- **СТАТЬЯ**:
--------------------
Женщины зазывали их к себе в дома, кормили, рассказывали о своих сыновьях и мужьях, которые были тоже где-то на фронте. «Иногда остановит на улице какая-нибудь женщина, расспрашивает, кто и откуда я, и обязательно расскажет о своем сыне, который в армии и давно не пишет. “Наверное, уж и в живых нет”, — скажет», — писала родителям Женя Руднева. Успокаивая казачек, Женя Руднева рассказывала, что и ее мама часто не получает от нее вестей, ведь полевая почта так плохо работает — а она вот жива и здорова. И, глядя на этих женщин, грустила о своих родных, которых не видела уже почти год.
Когда немцы, стремясь к кавказской нефти, еще поднажали, пришлось оставить и эту станицу. Провожая их с плачем, местные женщины насыпали им абрикосов и в машину, и в тазы, и в мешки и долго бежали за машинами. Девушки, которым было их жалко и стыдно оттого, что они не могут их защитить, тоже плакали, и абрикосы потом «долго напоминали им то трагическое время».
--------------------
- **ПРЕДОСТАВЛЕННЫЕ ЗАПИСИ**:
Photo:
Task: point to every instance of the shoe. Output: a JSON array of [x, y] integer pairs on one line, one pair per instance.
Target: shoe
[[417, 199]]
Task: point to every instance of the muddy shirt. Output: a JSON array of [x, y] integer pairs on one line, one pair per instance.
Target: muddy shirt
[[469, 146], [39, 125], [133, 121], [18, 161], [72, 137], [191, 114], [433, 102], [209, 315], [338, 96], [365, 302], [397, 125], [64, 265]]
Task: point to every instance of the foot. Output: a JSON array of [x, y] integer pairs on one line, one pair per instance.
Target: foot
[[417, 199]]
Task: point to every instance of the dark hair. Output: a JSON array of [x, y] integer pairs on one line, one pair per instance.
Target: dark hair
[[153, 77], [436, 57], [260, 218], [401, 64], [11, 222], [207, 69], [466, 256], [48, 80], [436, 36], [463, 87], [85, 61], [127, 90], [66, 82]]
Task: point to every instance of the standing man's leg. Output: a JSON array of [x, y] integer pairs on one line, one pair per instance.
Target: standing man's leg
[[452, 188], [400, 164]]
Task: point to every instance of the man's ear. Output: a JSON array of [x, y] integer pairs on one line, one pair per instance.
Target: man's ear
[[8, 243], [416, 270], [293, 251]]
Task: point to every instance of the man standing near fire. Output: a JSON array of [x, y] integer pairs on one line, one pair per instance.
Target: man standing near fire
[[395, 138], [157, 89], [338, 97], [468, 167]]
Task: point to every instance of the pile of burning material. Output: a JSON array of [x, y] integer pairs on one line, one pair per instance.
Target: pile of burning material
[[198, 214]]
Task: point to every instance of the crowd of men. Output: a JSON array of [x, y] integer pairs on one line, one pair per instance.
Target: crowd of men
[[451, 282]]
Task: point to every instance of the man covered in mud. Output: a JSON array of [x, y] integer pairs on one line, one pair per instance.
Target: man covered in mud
--------------------
- **ОПИСАНИЕ ЗАДАНИЯ**:
Извлеките из статьи дословно отрывок, который открывается словами «Женщины зазывали их» и завершается словами «уже почти год.». Для работы используйте только статью.

- **РЕЗУЛЬТАТ ЗАДАНИЯ**:
Женщины зазывали их к себе в дома, кормили, рассказывали о своих сыновьях и мужьях, которые были тоже где-то на фронте. «Иногда остановит на улице какая-нибудь женщина, расспрашивает, кто и откуда я, и обязательно расскажет о своем сыне, который в армии и давно не пишет. “Наверное, уж и в живых нет”, — скажет», — писала родителям Женя Руднева. Успокаивая казачек, Женя Руднева рассказывала, что и ее мама часто не получает от нее вестей, ведь полевая почта так плохо работает — а она вот жива и здорова. И, глядя на этих женщин, грустила о своих родных, которых не видела уже почти год.